__Job 1__
In the parenting blog entry, rewrite the passage from "I had some great" up to and including "want to hear!", changing "girlfriends" to "friends".
__Job 2__
Please summarize the parenting blog entry in two sentences.

__Source__
· · · · ·

I had some great sessions with clients today, who inspired me to write this blog entry. Thank you. You know who you are!

Being a parent is one of life’s greatest joys; and yet one of its greatest challenges. Having a child with a developmental disability is another kettle of fish. There are tender moments we savor, and times we feel we can’t survive another day. I recall having many conversations with my well-meaning Mom, at the depths of my despair. Her words inevitably boiled down to, “This too shall pass.” Oh, how I loathed this sage advice. I’ve since learned to save my woes for girlfriends! Love you Mom, but sometimes that’s just not what I want to hear!

Baby Steps

One of the things that I love the most about my work is that it’s about baby steps. Small, doable shifts, which over time, bring about incredible results. Not that it’s all “sunshine and light” along the way (uh-oh, another one of Mom’s phrases!). Hardly. It’s about learning from the tough times and getting back on your feet, being self aware, and knowing where you intend to go. Of course, having someone to guide you in this process has tremendous advantages. (I’m going to use plain talk here. If you haven’t considered a guided, parent-based intervention, or You Grow, Girl! Coaching for Moms, please do. It will definitely help.)

· · · · ·

__Material__
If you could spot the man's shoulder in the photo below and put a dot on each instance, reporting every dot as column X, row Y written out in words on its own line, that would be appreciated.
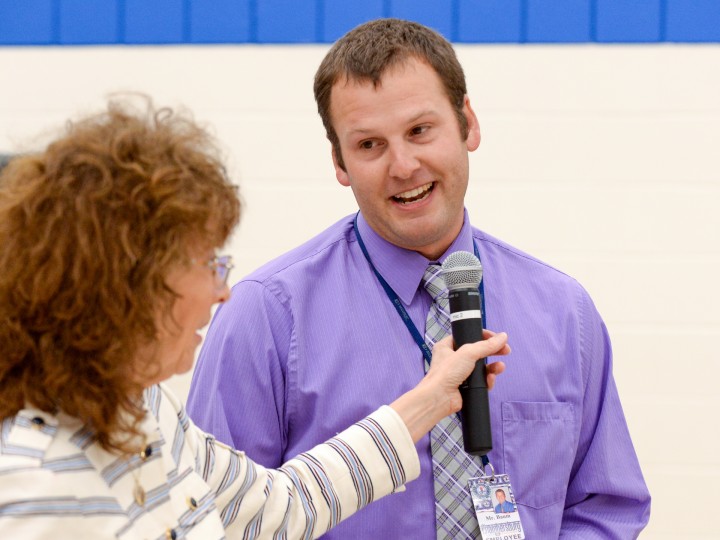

· · · · ·

__Response 1__
I had some great sessions with clients today, who inspired me to write this blog entry. Thank you. You know who you are!

Being a parent is one of life’s greatest joys; and yet one of its greatest challenges. Having a child with a developmental disability is another kettle of fish. There are tender moments we savor, and times we feel we can’t survive another day. I recall having many conversations with my well-meaning Mom, at the depths of my despair. Her words inevitably boiled down to, “This too shall pass.” Oh, how I loathed this sage advice. I’ve since learned to save my woes for friends! Love you Mom, but sometimes that’s just not what I want to hear!

__Response 2__
The writer calls parenting one of life's greatest joys and greatest challenges, especially with a child who has a developmental disability, and recalls loathing Mom's advice that "This too shall pass." The writer's work centers on baby steps, small doable shifts that bring incredible results over time, and the entry urges parents to consider a guided, parent-based intervention or You Grow, Girl! Coaching for Moms.